What needs to be done: Every record must be repeated precisely as it stands.

Record excerpts:
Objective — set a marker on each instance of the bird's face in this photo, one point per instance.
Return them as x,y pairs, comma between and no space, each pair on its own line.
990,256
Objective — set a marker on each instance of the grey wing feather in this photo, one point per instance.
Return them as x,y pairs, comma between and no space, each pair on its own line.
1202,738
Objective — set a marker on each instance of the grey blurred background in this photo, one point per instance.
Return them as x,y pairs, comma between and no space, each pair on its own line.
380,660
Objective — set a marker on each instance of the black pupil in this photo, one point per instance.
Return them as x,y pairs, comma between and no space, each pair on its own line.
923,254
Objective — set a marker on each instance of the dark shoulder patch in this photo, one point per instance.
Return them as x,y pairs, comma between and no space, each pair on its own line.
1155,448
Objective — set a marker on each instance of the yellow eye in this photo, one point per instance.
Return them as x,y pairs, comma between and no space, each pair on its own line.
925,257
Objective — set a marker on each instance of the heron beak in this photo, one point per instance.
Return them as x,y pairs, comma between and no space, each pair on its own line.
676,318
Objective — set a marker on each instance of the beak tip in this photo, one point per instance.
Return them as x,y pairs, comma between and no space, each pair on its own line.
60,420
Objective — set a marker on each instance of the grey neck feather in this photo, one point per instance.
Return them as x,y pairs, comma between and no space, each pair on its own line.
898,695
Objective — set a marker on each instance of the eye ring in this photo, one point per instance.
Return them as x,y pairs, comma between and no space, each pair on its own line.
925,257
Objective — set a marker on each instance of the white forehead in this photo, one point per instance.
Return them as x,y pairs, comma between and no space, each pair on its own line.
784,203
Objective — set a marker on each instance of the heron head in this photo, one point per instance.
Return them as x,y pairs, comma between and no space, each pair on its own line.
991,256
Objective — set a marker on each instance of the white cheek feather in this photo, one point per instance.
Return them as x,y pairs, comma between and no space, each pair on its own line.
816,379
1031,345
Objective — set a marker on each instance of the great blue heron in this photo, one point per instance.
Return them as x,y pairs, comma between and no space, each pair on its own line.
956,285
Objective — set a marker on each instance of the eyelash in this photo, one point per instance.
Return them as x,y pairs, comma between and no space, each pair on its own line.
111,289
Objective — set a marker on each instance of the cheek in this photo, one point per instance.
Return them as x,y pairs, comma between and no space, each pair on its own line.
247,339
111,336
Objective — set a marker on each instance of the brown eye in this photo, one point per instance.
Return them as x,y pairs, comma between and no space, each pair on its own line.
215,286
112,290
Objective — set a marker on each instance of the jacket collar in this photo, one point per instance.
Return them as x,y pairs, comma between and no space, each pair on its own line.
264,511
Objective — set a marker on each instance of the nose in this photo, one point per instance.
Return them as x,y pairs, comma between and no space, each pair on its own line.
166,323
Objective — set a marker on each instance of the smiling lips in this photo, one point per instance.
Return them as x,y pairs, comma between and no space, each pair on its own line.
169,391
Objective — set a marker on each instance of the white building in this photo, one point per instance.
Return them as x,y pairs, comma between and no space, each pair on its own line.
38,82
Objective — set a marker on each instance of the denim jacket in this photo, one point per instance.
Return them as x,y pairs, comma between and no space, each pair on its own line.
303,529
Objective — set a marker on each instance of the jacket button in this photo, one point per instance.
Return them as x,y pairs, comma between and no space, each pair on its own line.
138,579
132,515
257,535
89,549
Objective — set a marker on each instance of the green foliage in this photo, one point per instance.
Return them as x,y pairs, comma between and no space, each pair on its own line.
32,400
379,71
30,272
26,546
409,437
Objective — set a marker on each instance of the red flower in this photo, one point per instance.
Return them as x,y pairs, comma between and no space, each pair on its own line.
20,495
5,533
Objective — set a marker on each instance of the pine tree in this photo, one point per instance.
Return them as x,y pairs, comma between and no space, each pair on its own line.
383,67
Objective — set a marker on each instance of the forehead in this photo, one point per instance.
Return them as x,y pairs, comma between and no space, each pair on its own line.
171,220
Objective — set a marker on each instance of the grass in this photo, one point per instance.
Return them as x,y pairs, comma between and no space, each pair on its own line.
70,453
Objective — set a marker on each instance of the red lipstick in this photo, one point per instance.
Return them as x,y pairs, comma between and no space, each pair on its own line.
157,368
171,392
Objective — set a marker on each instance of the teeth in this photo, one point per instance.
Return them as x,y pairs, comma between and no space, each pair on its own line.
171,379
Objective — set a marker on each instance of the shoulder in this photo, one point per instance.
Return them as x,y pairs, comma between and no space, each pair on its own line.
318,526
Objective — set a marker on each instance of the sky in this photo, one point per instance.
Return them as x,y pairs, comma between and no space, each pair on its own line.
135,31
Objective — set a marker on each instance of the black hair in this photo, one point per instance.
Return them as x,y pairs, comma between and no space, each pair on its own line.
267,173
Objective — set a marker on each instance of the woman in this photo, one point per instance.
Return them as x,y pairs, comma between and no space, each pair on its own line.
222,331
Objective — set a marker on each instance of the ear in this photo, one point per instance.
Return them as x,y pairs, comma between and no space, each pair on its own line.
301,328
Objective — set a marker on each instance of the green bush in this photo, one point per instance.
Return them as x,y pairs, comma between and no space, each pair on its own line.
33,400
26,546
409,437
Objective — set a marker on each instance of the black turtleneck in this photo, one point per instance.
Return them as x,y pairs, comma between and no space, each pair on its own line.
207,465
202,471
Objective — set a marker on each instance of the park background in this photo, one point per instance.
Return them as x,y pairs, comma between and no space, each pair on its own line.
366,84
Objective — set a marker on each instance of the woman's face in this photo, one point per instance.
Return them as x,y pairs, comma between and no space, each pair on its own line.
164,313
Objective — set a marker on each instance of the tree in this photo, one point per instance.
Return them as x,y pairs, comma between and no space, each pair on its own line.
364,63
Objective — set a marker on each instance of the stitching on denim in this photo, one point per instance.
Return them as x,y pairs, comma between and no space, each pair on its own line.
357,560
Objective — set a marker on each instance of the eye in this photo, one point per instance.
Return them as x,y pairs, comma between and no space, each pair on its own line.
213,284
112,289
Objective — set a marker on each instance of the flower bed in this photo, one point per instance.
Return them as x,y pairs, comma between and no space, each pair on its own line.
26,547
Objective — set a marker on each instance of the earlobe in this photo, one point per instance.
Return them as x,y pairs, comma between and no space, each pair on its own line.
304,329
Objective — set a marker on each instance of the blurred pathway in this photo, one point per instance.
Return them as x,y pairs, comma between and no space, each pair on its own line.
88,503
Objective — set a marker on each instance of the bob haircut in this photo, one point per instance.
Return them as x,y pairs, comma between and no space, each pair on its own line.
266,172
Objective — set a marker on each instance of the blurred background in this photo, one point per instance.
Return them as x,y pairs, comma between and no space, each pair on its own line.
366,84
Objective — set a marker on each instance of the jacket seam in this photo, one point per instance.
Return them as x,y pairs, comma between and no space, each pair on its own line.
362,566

Your response:
Objective — set a marker on each instance of the bird's face in this photo, one point per instance.
Return them as x,y pairs, comma between and no space, each pair on its own line.
990,256
Objective — set a marker on each instance of the grey wing feather in this photo, one point per instance.
Return them as x,y pairs, comma between and no space, each pair on its own line.
1202,738
Objective — set a marker on each instance of the grey blurred background in this photo, one point per instance.
Return them as x,y pairs, comma between and no space, each pair on its own line.
380,660
Objective — set a marker on each instance of the black pupil in this photo, one point per instance.
Return them as x,y pairs, comma between and no space, each pair on its own line.
923,254
Objective — set a marker on each instance of the dark shoulder patch in this photo, one point per instance.
Return them as x,y pairs, comma between and no space, each pair on its own line.
1155,448
Objective — set a marker on each instance of the yellow eye in this photo, one point per instance.
Return them as x,y pairs, comma between and no space, each pair on its own line.
925,257
Objective — set a marker on each instance of the heron beak in this photo, one point per instance.
Return them as x,y pairs, comma between and no space, each pair on its own line.
676,318
Objective — set a marker on each instance of the beak tip in this photo, one point per instance.
Return them as x,y pairs, comma between and no space, each pair on its own line.
60,420
Objective — set a marker on each instance of the grey neck feather in this photo, one point per instance.
Return them as x,y pairs, comma between and no space, each pair on its own line.
898,695
Objective — set a marker on each instance of the eye ring in this photo, one point per instance.
Return them as x,y pairs, comma between and no space, each pair on its own line.
925,257
Objective — set a marker on each instance of the white forehead in this photo, one point per instance.
Return them as x,y pairs, comma between and no space, each pair on its own line.
784,203
Objective — set a marker on each instance of the heron head in this photo, one point per instance.
Return them as x,y pairs, comma between and no space, each pair on its own line.
991,256
Objective — set a marker on each instance of the white cheek feather in this photo, one point per instance.
Return them as x,y pairs, comma between and no space, each pair on its own line.
816,379
1031,345
Objective — set a marker on each instance of the great blue heron in this photo, one point per instance.
Return them as x,y pairs, comma between and no space, each pair on its own line.
956,285
Objective — set a marker on each instance of the eyelash in this photo, one point per instance.
Return them as x,y pairs, comma between and no space, each pair on its own line.
111,289
Objective — set a marker on each instance of the cheek in this photo, one point per instance.
Return them as x,y pairs, comma between and no space, each pair on its own line.
247,339
111,336
Objective — set a marker on each instance of the brown eye in this photo, one point per instance.
Return them as x,y pairs, comma between and no space, each pair on its own line.
215,286
112,290
Objective — set a marker on each instance of the jacket collar in this photo, one point per instance.
Return them as x,y pairs, comma between and no space, each pair on its own line.
264,511
Objective — set a marker on each instance of the nose in this photo, one point per instance.
Return them as x,y pairs, comma between and no space, each pair on its own line.
166,323
Objective — set a marker on each instance of the smiling lips in this photo, one point per instance.
Return them as x,y pairs, comma between and no space, each pair on its own line.
169,391
Objective — set a marker on each instance of the white building in this photo, one point per instance.
Return them as x,y pairs, comma between and no space, each pair on its own line.
38,82
Objective — set a marker on each instance of the denim jacket in this photo, one point per instance.
Return them as x,y pairs, comma between and no space, each pair on its own line.
303,529
Objective — set a marker on each instance of the jacket button in this photo, one point per instance.
Return them as x,y pairs, comma between and no space, each pair on its own line.
138,579
132,515
257,535
89,549
Objective — set a marker on each instance of the green foliage in this photo, one point per instance.
Return them as x,y pairs, comma between and no space, each pair on its own line.
32,400
379,71
30,272
26,546
409,437
Objective — set a marker on each instance of the red flower in this photo, one point per instance.
Return them as x,y pairs, comma between and no space, each pair on its own line.
20,495
5,533
Objective — set a marker on each instance of the pine tree in this photo, one point per instance.
Return them as x,y pairs, comma between and no space, each pair on its own line.
383,67
Objective — set a marker on each instance of the forehead in this photo, one point per instance.
Return them as x,y pairs, comma between and no space, each pair on its own line.
171,220
Objective — set a marker on each instance of the grass in this photo, one point per instance.
Return them as x,y pairs, comma between and no space, each pair on its own line.
70,453
Objective — set a marker on each instance of the red lipstick in this photo, one point per instance.
Return them as x,y pairs, comma between and no space, each pair on its own line.
157,368
171,392
Objective — set a marker on each instance of the teeth in this photo, one point per instance.
Return them as x,y pairs, comma between and no space, each pair on its own line.
171,379
Objective — set a marker on each instance of the shoulder in this photo, one point per instance.
Return them as x,y pairs, comma between and no space, each pair on its own line.
318,526
Objective — set a marker on each instance of the sky in this photo, one point per instance.
Return them as x,y pairs, comma between and no space, each pair on its own line.
135,31
Objective — set a marker on each instance of the black hair in this photo, one point per instance.
Return them as x,y pairs, comma between and no space, each pair on its own line.
267,173
Objective — set a marker on each instance of the woman in this photo, one point per instance.
Return them as x,y pairs, comma between and no space, each pair on its own line.
222,331
Objective — set a marker on each instance of the ear in this photo, one point per instance.
Return them as x,y pairs, comma between and no space, each pair on its own line.
301,328
Objective — set a marker on each instance of the green bush in this photo, one point per instance.
Return them as x,y pairs, comma between and no space, each pair on its own line.
33,400
26,546
409,437
Objective — set a marker on each instance of the black turtleneck in this photo, one point per instance.
Return them as x,y pairs, comma between and no space, each pair on its own line.
207,465
202,471
Objective — set a marker on each instance of the park background in this photo, one point per instance.
Return them as x,y pairs, comma between and no space, each pair on its own line.
366,84
Objective — set a marker on each instance of the woman's face in this photo, one point per instance.
Return them as x,y pairs, comma between and no space, each pair on its own line.
164,313
Objective — set a marker on each instance of the tree in this photo, one point per instance.
Return them as x,y pairs, comma between and no space, each pair on its own line.
364,63
Objective — set a marker on each instance of the stitching on denim in this photo, one point per instance.
Return them as x,y pairs, comma between and no space, each pair on its own line.
357,560
Objective — set a marker on each instance of the eye in this photo, one point per instance.
Return them as x,y pairs, comma between and no space, each pair on its own line.
213,284
112,289
Objective — set a marker on each instance of the flower bed in this photo, one point per instance.
Return them as x,y pairs, comma between and no space, each pair on its own line.
26,547
Objective — set a marker on each instance of the earlobe in this photo, one point per instance.
Return them as x,y pairs, comma between and no space, each pair on its own line.
304,329
Objective — set a marker on each instance of the blurred pathway in this photo, one point per instance.
Return them as x,y pairs, comma between and no space, each pair on its own line.
88,503
Objective — set a marker on each instance of the bob haircut in this photo, one point per instance.
Return them as x,y pairs, comma between and no space, each pair on its own line.
266,172
Objective — set a marker on each instance of the blurred background in this photo, one point per instance.
Return them as x,y pairs, comma between and no space, each pair on its own line.
366,84
Objective — set a marker on each instance of the jacket seam in this photo, one point per instance.
Return them as x,y pairs, comma between and no space, each pair on its own line.
362,566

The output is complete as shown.